▶ _Exercise_
Scan the entries and copy each line where the word "below" is present.

▶ _Dataset excerpts_
━━━━━━

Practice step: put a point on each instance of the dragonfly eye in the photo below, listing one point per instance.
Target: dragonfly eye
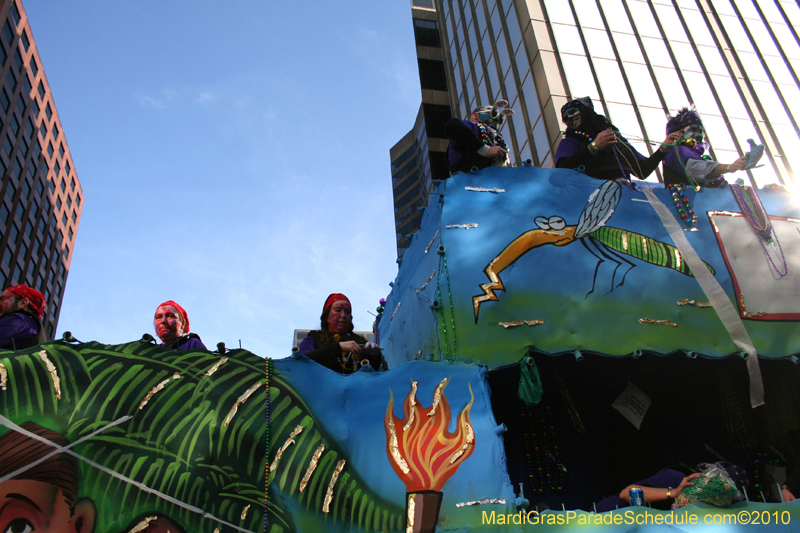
(557, 223)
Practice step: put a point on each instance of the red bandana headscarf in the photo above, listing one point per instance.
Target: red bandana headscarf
(181, 311)
(335, 297)
(35, 297)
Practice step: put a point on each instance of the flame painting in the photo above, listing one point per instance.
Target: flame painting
(420, 447)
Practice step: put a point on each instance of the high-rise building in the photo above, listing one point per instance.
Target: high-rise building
(420, 156)
(738, 61)
(40, 195)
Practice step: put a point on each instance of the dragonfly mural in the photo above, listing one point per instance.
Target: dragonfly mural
(605, 243)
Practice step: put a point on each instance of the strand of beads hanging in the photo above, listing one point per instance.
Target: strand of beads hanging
(488, 140)
(379, 309)
(682, 205)
(759, 221)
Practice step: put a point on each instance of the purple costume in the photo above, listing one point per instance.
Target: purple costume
(611, 163)
(665, 478)
(466, 148)
(18, 330)
(692, 160)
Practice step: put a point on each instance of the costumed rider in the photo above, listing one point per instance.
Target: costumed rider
(335, 346)
(172, 327)
(685, 163)
(477, 143)
(592, 144)
(21, 310)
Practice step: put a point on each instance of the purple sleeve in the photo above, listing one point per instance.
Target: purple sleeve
(192, 344)
(15, 327)
(309, 344)
(685, 153)
(567, 148)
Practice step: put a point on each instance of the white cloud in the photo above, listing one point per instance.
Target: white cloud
(148, 101)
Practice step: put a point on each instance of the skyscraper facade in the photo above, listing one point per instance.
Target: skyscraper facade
(40, 195)
(738, 61)
(419, 157)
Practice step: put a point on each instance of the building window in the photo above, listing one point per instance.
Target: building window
(9, 33)
(15, 14)
(26, 85)
(12, 80)
(8, 146)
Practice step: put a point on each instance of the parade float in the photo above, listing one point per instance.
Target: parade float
(551, 339)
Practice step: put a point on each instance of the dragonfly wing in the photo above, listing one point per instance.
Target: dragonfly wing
(599, 208)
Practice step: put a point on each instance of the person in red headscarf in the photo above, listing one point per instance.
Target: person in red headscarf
(172, 327)
(335, 346)
(21, 310)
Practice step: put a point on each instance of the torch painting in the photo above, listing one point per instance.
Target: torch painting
(425, 454)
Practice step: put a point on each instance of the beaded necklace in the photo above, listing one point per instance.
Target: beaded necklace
(757, 217)
(682, 205)
(487, 139)
(545, 470)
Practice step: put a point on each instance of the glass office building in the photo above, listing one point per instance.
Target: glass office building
(40, 195)
(736, 60)
(420, 156)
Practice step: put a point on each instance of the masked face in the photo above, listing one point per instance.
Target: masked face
(572, 117)
(168, 323)
(694, 135)
(8, 302)
(340, 318)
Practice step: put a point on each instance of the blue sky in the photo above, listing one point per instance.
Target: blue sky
(234, 157)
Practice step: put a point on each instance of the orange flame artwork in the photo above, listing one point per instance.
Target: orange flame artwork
(421, 449)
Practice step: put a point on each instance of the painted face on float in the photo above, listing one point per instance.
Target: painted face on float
(27, 505)
(340, 318)
(168, 323)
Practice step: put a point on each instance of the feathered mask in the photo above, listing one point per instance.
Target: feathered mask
(494, 115)
(684, 117)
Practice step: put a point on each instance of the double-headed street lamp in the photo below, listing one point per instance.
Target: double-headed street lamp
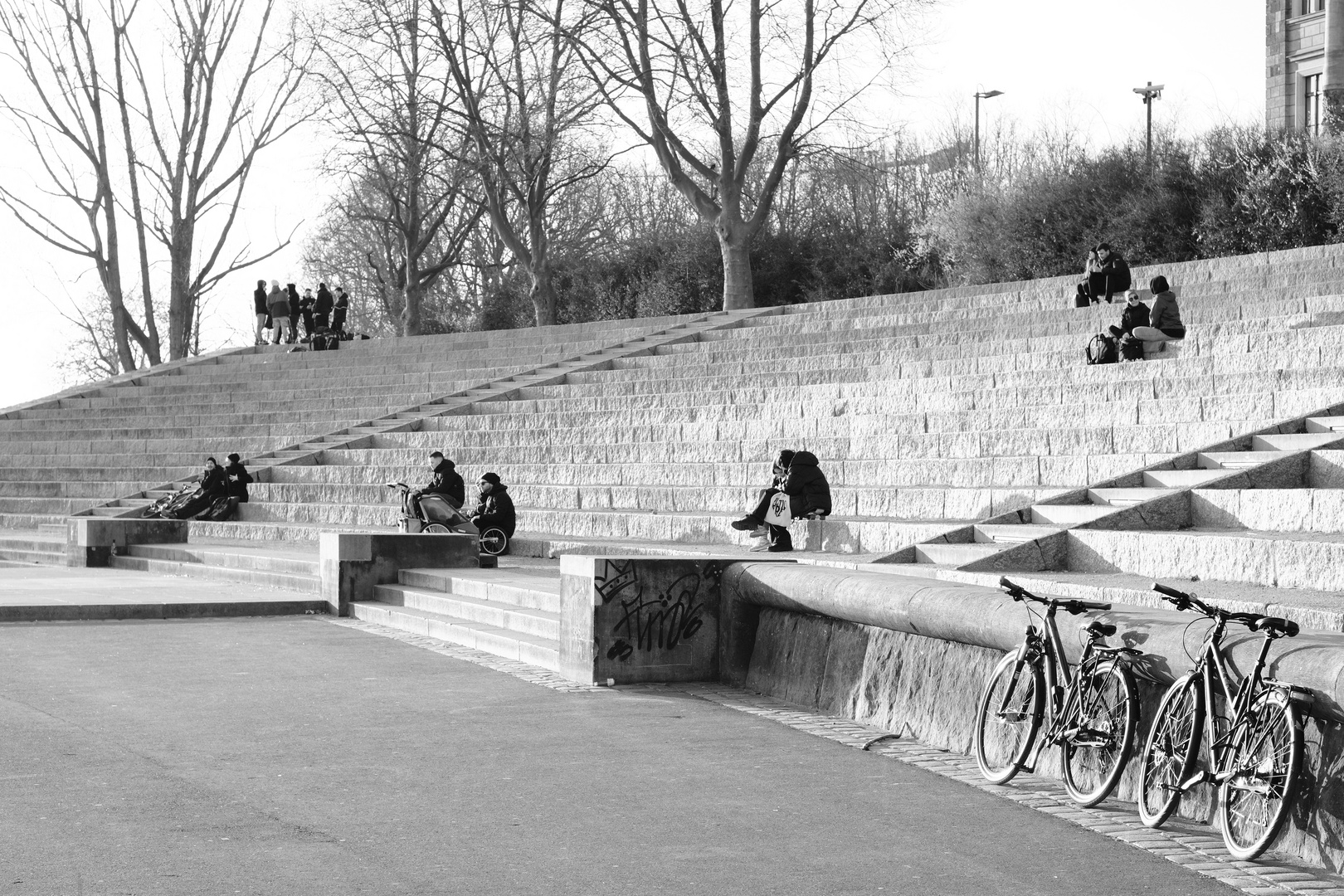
(1149, 93)
(981, 95)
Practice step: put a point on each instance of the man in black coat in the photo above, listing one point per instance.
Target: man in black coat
(494, 508)
(446, 481)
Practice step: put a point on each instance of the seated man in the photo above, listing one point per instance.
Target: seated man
(808, 490)
(446, 481)
(1135, 314)
(494, 508)
(212, 484)
(1166, 317)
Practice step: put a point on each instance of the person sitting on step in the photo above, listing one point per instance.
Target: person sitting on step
(214, 484)
(1135, 314)
(810, 494)
(494, 508)
(446, 481)
(1164, 319)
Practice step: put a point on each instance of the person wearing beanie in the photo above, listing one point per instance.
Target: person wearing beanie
(756, 519)
(494, 507)
(1164, 319)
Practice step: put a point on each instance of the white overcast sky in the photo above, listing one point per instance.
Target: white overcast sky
(1054, 61)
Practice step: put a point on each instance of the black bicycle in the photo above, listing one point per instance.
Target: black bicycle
(1255, 752)
(1093, 711)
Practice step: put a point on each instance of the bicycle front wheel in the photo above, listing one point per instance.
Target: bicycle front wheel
(1172, 750)
(1010, 715)
(1101, 733)
(1264, 766)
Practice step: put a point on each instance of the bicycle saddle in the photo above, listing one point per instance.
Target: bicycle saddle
(1276, 626)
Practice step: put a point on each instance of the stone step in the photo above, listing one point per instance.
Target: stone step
(511, 645)
(518, 621)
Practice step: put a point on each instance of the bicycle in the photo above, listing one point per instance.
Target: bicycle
(1257, 755)
(1093, 712)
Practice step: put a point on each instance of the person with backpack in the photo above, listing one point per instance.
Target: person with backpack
(323, 306)
(1164, 324)
(261, 310)
(494, 507)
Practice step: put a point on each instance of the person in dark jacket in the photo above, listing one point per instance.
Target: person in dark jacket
(236, 479)
(1164, 323)
(1109, 275)
(1135, 314)
(446, 481)
(323, 306)
(214, 484)
(305, 309)
(494, 508)
(261, 310)
(339, 310)
(810, 494)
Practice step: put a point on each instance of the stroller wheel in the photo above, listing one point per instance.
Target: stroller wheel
(494, 542)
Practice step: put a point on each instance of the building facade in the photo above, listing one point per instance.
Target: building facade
(1304, 51)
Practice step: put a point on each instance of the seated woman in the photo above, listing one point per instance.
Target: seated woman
(1164, 317)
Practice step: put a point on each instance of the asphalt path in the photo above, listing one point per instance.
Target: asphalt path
(292, 757)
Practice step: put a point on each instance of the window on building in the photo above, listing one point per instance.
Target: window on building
(1312, 95)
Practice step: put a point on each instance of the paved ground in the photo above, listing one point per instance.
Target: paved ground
(296, 757)
(32, 586)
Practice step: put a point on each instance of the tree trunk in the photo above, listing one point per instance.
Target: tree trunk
(735, 247)
(543, 293)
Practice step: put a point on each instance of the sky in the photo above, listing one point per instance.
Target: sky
(1054, 62)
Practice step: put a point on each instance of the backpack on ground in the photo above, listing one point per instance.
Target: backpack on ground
(219, 509)
(1131, 349)
(162, 505)
(1103, 349)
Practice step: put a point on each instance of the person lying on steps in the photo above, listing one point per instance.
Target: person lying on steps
(446, 481)
(494, 508)
(810, 494)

━━━━━━

▶ _Solution for this task_
Practice step: put a point on each instance of the dragonfly eye in the photo below, listing one point per instance.
Practice step: put a point on each instance of the double-headed street lamp in the photo below, listing one point per instance.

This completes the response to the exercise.